→ **Page extract**
═══

The playwright highlights Beth (a heartfelt performance by Paola Sanchez Abreu) as the spiritual one whose physical weakness and confrontation with the death of the Hummel baby impact her understanding of life’s mutability. As Jo (Kristolyn Lloyd) dubs her “the conscience.” Beth is the one who speaks truth to power quietly, solidly, steadfastly. Bravely, she alone visits Mr. Laurence (John Lenartz) and softens his heart toward allowing Laurie (Nate Mann) to become a part of their family. Wisely, she soothes Laurie’s wounds when Joe spurns his marriage offer. Insistently, she encourages Jo to write from her heart’s core, not from fantastic plots that glorify the male gender and make women into weak creatures. She reconciles the family during quarrels, especially the final explosive argument between the two most antithetical women in the family, Jo and Amy (Carmen Zilles).

═══

→ **Information supplied**
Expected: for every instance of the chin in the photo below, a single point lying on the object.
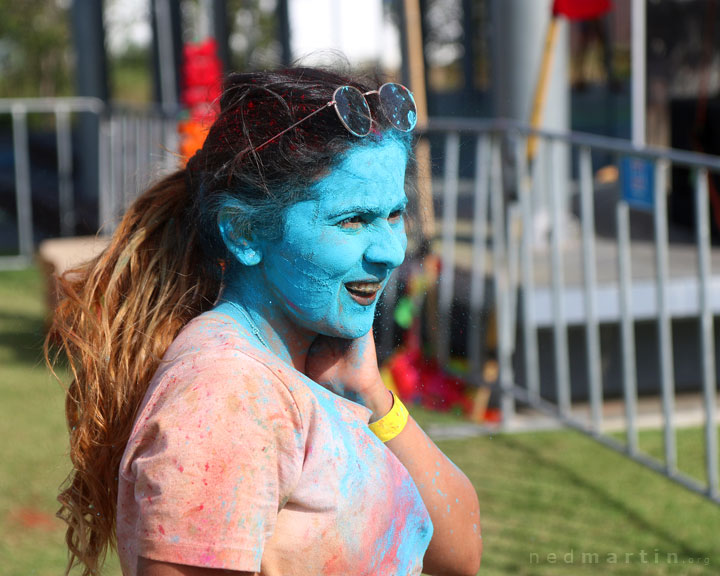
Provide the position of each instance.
(350, 330)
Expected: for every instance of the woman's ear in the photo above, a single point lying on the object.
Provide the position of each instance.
(246, 250)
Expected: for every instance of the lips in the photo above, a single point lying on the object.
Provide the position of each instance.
(364, 293)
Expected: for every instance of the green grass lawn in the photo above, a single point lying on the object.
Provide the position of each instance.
(546, 498)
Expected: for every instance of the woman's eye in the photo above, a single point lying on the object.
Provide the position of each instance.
(396, 215)
(352, 222)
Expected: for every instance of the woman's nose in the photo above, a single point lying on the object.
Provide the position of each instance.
(387, 245)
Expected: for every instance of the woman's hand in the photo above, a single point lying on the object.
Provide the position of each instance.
(350, 369)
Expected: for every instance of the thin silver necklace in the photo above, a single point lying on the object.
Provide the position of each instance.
(255, 330)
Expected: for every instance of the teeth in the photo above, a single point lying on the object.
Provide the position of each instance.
(364, 287)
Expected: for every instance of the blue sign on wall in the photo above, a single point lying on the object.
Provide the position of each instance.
(637, 182)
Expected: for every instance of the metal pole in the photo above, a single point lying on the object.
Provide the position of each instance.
(562, 362)
(476, 345)
(105, 209)
(627, 326)
(530, 345)
(447, 278)
(707, 336)
(665, 348)
(592, 330)
(23, 190)
(66, 192)
(507, 401)
(637, 20)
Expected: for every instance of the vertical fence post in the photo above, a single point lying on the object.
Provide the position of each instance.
(66, 194)
(560, 337)
(627, 326)
(530, 345)
(665, 348)
(447, 278)
(500, 276)
(707, 336)
(476, 344)
(104, 175)
(23, 190)
(592, 331)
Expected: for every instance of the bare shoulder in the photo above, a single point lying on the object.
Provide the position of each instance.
(147, 567)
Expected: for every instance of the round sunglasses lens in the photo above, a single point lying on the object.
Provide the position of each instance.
(353, 110)
(398, 105)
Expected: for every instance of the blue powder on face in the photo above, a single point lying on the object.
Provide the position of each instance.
(352, 230)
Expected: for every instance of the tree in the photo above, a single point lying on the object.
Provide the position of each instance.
(35, 48)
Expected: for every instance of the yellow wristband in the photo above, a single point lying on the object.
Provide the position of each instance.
(392, 423)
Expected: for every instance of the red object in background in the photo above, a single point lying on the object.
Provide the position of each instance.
(581, 9)
(202, 86)
(423, 381)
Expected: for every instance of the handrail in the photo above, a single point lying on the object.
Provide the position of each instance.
(606, 143)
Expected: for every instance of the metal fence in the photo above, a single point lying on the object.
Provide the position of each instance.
(538, 299)
(122, 149)
(543, 280)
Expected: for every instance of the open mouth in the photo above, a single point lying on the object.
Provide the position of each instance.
(364, 293)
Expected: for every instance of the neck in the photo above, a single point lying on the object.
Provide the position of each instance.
(276, 331)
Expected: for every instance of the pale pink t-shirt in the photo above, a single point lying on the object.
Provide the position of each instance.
(238, 461)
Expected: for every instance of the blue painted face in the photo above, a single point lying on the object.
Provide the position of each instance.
(338, 250)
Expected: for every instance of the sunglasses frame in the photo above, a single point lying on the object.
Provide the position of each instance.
(333, 103)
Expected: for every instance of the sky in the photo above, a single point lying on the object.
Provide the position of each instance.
(357, 29)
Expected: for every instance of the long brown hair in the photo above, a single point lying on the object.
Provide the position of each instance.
(120, 312)
(118, 315)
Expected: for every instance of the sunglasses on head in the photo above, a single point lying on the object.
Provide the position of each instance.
(396, 102)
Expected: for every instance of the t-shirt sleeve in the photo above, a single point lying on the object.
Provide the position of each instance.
(214, 456)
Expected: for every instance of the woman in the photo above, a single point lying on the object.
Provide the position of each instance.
(227, 415)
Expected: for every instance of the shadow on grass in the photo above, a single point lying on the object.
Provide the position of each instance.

═══

→ **Check your understanding**
1. In the review of the *Little Women* stage production above the items, who plays Mr. Laurence?
2. Continue the review of the *Little Women* stage production from the point where it stops.

→ **Results of the exercise**
1. John Lenartz plays Mr. Laurence.

2.
In her adaptation Hamill enhances Beth’s wisdom and beauty and highlights the strength of her soul. This is a wonderful teasing out of the characteristics of who she is, the first to be herself and eschew female “type” changing for no one, not even Jo who changes for her. That all the family accept Beth, even Amy, clearly emphasizes her dominion.
The costume design by Valerie Therese Bart superbly reflects each of the characters as Hamill has drawn them. Jo is forever in pants; in polite company, she wears a skirt over her pants. Beth doesn’t wear the outfits the others wear. She is more soul and spirit and thus, she wears invalid gowns of her physical weakness throughout the play. Of all the sisters Beth is perhaps the most actualized. She has “become” before our eyes and thus, is the strong woman which we might take for granted as weak or inconsequential.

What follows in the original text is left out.